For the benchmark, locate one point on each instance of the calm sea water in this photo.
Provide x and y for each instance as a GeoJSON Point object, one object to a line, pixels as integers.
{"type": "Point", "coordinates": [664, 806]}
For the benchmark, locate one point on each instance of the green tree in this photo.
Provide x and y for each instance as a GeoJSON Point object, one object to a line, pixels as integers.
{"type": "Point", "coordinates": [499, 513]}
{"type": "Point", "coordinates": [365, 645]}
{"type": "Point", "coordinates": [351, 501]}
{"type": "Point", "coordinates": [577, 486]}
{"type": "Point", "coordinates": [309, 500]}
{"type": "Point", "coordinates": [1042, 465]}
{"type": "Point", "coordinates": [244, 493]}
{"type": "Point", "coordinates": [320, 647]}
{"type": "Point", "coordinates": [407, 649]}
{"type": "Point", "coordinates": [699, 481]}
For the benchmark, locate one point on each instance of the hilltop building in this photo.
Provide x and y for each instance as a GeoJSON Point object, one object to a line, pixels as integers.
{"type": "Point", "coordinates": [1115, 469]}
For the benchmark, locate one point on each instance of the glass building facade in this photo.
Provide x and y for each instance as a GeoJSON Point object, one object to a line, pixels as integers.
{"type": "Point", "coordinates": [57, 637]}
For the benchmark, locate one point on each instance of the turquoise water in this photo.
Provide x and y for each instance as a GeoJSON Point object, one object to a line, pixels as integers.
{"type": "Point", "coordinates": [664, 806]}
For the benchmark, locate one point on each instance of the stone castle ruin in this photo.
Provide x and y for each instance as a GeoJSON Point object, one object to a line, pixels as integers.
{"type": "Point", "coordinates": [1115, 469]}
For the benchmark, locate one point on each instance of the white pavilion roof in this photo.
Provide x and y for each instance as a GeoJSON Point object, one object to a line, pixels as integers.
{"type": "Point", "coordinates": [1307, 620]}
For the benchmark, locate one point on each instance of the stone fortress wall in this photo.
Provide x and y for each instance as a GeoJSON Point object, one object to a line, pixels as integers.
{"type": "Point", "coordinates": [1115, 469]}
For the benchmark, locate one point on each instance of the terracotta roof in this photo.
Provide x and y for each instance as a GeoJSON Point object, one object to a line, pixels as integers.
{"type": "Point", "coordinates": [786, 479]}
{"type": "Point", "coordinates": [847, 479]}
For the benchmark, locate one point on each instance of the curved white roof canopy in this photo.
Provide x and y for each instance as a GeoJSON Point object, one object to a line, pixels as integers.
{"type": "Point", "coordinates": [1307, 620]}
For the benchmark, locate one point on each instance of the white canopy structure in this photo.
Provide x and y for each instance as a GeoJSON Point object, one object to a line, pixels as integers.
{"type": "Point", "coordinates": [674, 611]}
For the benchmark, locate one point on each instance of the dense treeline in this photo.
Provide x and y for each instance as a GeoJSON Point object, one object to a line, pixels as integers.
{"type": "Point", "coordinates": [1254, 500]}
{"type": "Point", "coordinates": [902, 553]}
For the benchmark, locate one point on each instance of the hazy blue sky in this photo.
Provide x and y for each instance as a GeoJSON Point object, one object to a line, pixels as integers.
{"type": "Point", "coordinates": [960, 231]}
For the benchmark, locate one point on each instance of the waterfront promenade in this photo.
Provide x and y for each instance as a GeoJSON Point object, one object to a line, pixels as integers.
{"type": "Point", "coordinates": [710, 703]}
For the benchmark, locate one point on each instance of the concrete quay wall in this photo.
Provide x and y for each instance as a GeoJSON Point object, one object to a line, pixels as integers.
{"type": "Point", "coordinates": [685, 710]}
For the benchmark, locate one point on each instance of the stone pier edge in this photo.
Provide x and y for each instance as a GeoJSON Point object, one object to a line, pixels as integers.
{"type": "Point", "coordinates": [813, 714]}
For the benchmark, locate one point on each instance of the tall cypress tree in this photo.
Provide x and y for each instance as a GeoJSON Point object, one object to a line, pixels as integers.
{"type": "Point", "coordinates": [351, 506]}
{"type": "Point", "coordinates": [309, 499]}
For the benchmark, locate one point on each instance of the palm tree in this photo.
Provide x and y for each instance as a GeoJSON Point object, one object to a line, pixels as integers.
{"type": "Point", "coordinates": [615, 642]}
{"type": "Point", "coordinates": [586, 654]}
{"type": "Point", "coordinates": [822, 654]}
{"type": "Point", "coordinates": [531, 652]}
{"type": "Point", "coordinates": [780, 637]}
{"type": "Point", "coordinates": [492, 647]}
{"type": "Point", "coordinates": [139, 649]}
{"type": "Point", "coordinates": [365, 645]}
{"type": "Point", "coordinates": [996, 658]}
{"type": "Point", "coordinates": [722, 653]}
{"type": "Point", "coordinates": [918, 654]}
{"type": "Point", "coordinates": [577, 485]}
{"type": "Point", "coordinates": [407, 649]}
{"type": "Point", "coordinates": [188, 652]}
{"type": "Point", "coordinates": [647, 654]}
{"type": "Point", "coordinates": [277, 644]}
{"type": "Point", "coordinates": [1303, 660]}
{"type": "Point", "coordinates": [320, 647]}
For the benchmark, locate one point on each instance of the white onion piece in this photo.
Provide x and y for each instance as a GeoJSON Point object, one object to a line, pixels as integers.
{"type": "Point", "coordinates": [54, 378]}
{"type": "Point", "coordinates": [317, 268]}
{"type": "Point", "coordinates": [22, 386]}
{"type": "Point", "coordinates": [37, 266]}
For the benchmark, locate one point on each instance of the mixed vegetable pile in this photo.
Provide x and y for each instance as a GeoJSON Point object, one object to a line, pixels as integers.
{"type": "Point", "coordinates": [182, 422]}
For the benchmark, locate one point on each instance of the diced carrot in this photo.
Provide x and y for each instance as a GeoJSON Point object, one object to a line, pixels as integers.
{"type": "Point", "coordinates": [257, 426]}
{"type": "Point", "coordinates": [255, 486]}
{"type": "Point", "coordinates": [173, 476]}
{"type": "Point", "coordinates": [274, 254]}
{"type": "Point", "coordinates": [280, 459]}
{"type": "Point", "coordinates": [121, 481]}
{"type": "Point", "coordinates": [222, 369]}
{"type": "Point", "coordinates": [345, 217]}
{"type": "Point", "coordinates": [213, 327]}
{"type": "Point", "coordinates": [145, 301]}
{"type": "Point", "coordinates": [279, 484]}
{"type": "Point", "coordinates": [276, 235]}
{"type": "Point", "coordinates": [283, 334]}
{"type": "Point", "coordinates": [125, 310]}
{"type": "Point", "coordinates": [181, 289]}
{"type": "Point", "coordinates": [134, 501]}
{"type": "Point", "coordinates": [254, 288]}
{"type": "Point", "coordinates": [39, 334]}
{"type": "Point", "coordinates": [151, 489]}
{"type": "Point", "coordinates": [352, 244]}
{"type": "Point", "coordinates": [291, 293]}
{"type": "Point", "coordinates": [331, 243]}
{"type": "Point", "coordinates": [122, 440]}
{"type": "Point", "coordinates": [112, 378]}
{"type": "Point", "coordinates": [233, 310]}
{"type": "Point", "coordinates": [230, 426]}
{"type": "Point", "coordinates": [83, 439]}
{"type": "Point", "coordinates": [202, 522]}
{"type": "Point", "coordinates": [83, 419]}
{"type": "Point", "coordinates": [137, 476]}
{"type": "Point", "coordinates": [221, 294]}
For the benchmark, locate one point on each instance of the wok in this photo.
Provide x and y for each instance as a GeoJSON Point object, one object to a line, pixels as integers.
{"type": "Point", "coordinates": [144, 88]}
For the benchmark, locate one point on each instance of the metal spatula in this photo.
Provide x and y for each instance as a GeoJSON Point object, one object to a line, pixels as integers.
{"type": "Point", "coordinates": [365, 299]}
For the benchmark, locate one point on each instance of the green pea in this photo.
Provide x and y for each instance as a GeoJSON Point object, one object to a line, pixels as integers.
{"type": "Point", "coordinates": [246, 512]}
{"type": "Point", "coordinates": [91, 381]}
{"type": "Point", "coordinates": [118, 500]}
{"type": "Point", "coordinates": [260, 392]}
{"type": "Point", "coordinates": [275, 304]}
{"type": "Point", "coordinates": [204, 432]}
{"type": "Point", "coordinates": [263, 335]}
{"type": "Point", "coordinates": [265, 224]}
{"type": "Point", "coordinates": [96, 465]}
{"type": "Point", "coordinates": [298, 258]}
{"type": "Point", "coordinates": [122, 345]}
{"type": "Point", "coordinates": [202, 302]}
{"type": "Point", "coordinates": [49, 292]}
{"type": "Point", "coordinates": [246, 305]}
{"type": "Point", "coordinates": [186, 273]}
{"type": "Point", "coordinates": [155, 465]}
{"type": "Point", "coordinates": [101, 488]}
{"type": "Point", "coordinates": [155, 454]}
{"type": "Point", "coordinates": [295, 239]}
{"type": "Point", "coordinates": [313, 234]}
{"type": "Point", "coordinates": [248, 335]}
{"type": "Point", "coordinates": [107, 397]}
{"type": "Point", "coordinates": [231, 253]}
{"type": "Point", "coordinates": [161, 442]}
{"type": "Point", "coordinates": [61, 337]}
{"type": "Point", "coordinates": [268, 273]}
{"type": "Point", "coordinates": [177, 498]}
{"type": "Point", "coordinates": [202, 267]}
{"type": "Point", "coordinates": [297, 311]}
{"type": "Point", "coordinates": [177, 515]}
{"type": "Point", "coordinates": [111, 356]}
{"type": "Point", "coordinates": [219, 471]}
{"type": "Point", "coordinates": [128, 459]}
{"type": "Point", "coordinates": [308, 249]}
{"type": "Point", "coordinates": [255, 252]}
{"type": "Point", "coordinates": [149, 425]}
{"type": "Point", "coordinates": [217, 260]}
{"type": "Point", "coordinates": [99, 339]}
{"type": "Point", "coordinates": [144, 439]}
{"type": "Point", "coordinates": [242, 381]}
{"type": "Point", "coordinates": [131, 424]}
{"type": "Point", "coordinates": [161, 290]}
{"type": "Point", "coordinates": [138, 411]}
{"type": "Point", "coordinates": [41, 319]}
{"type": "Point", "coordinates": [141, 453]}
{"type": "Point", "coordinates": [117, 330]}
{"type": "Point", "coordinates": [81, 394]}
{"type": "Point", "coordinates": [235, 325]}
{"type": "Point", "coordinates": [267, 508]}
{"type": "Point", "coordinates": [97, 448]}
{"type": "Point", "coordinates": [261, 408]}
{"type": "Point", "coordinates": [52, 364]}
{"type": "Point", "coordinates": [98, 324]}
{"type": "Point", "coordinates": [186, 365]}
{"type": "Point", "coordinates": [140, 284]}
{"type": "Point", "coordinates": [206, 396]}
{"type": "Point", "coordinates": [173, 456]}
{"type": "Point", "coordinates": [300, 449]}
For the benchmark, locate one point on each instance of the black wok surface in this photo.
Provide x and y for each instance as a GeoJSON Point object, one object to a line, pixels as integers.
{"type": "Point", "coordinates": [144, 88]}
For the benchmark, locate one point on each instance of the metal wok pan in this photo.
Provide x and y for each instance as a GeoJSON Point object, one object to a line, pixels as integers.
------------------------------------------------------------
» What is asked: Repeat exactly, and only, the lines of the records above, starting with the line that contains "surface in this photo." and ending with the final line, both included.

» Task answer:
For the benchmark, locate one point on each instance of the black wok surface in this photo.
Provide x and y for each instance as a GeoJSON Point object, one object to a line, pixels as integers.
{"type": "Point", "coordinates": [144, 88]}
For the benchmark, locate one point on each instance of the metal wok pan in this photo.
Provide x and y for each instance as a GeoJSON Point object, one object to a line, pixels as integers.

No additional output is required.